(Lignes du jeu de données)
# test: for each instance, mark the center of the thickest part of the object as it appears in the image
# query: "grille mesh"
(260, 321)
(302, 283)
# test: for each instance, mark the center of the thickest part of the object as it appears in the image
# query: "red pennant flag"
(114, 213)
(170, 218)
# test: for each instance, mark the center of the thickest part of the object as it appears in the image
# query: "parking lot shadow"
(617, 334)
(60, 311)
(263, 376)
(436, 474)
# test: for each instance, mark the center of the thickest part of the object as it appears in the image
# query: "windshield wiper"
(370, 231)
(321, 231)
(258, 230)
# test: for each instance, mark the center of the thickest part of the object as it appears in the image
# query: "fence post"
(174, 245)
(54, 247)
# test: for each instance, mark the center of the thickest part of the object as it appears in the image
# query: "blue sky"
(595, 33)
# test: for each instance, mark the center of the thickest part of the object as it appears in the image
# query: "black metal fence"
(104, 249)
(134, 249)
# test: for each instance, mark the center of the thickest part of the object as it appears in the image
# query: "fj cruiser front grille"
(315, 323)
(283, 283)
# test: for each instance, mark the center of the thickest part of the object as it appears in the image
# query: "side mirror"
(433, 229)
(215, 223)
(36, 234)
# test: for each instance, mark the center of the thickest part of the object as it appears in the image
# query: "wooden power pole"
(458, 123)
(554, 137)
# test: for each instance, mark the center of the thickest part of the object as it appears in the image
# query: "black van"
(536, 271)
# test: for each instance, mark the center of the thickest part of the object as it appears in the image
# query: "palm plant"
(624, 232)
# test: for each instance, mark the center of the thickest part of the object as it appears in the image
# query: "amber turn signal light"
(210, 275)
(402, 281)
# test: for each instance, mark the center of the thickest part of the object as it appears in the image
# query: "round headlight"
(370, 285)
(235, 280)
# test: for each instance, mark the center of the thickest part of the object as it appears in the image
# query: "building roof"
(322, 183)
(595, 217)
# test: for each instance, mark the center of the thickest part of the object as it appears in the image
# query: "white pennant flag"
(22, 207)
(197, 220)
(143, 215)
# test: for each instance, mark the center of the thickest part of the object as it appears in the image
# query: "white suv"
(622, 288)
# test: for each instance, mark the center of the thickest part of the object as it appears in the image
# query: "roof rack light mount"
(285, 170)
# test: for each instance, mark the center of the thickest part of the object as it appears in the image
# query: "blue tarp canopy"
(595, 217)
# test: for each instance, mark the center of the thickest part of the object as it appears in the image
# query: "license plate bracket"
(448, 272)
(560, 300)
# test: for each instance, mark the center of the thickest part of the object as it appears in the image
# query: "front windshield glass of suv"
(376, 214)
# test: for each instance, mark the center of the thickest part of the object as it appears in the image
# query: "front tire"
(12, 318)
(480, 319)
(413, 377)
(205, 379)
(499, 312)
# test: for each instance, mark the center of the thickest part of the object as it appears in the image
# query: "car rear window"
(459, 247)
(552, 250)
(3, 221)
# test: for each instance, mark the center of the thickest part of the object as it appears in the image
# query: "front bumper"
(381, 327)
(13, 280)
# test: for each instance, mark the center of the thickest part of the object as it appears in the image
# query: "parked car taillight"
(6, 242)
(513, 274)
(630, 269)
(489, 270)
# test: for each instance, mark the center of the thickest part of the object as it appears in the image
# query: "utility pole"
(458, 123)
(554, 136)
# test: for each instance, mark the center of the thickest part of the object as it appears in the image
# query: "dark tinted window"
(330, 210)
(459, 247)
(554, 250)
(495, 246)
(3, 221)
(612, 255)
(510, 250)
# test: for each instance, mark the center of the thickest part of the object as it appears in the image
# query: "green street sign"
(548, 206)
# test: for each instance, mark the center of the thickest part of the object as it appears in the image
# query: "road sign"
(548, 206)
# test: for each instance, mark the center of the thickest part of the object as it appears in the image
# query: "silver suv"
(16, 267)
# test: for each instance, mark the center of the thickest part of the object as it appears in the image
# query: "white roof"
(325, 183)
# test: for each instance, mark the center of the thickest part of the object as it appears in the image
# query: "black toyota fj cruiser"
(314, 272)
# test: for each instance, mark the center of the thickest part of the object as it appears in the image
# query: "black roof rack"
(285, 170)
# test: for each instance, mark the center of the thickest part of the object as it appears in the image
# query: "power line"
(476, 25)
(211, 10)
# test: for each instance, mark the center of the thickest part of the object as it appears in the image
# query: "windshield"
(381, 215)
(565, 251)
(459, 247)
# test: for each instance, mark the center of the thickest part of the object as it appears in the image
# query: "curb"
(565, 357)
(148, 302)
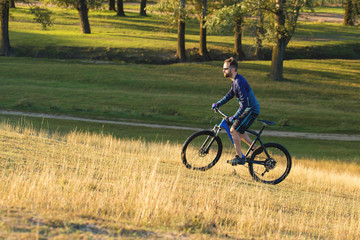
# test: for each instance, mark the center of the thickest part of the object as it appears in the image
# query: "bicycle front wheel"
(201, 151)
(271, 168)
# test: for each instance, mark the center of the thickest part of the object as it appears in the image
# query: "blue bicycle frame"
(225, 126)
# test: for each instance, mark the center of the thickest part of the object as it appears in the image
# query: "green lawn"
(132, 35)
(317, 96)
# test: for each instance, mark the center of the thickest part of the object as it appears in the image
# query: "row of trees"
(275, 22)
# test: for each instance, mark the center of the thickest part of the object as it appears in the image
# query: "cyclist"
(249, 108)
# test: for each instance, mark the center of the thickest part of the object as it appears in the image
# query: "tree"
(201, 9)
(82, 6)
(180, 51)
(143, 8)
(260, 32)
(120, 10)
(352, 10)
(230, 18)
(175, 14)
(5, 48)
(112, 5)
(286, 13)
(203, 48)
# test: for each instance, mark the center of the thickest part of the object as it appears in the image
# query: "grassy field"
(84, 185)
(317, 96)
(128, 38)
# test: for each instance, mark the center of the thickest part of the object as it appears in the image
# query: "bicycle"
(270, 162)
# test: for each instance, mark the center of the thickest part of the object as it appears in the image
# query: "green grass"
(320, 150)
(317, 96)
(129, 37)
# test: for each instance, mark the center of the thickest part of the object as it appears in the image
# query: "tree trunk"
(277, 61)
(260, 32)
(238, 38)
(203, 49)
(120, 11)
(180, 51)
(5, 48)
(278, 54)
(143, 8)
(84, 18)
(112, 5)
(349, 13)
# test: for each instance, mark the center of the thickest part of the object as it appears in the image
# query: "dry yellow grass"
(93, 186)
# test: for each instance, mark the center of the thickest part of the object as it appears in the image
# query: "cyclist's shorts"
(244, 121)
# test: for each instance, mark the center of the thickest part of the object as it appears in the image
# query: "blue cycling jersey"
(241, 89)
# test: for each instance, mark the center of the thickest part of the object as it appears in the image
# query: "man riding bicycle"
(249, 108)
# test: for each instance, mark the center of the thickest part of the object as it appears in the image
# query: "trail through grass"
(91, 185)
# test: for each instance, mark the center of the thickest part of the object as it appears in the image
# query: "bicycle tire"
(193, 155)
(276, 169)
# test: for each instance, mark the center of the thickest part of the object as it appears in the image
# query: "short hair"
(233, 62)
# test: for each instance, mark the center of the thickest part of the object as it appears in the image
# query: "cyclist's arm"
(226, 98)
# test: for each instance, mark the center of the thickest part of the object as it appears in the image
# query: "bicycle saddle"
(269, 123)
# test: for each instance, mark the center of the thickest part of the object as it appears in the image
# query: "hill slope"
(96, 186)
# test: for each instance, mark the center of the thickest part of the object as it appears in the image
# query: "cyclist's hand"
(214, 106)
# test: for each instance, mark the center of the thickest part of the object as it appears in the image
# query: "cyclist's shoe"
(258, 149)
(237, 161)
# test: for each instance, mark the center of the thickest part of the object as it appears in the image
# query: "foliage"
(223, 20)
(171, 10)
(91, 4)
(42, 16)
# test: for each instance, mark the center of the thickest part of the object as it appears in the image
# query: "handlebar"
(221, 113)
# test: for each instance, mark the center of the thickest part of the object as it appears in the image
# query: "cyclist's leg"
(243, 123)
(237, 140)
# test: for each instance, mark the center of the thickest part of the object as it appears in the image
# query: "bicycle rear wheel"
(201, 151)
(273, 169)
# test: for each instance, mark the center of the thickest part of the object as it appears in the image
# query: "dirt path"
(320, 136)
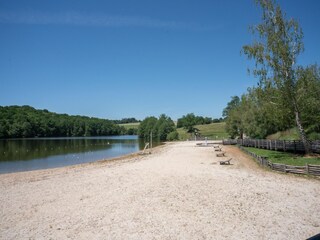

CONSIGNE ÉCRITE: Indiquez combien de lignes des enregistrements contiennent le mot « white ». Donnez uniquement ce nombre.

RÉSULTAT FINAL: 3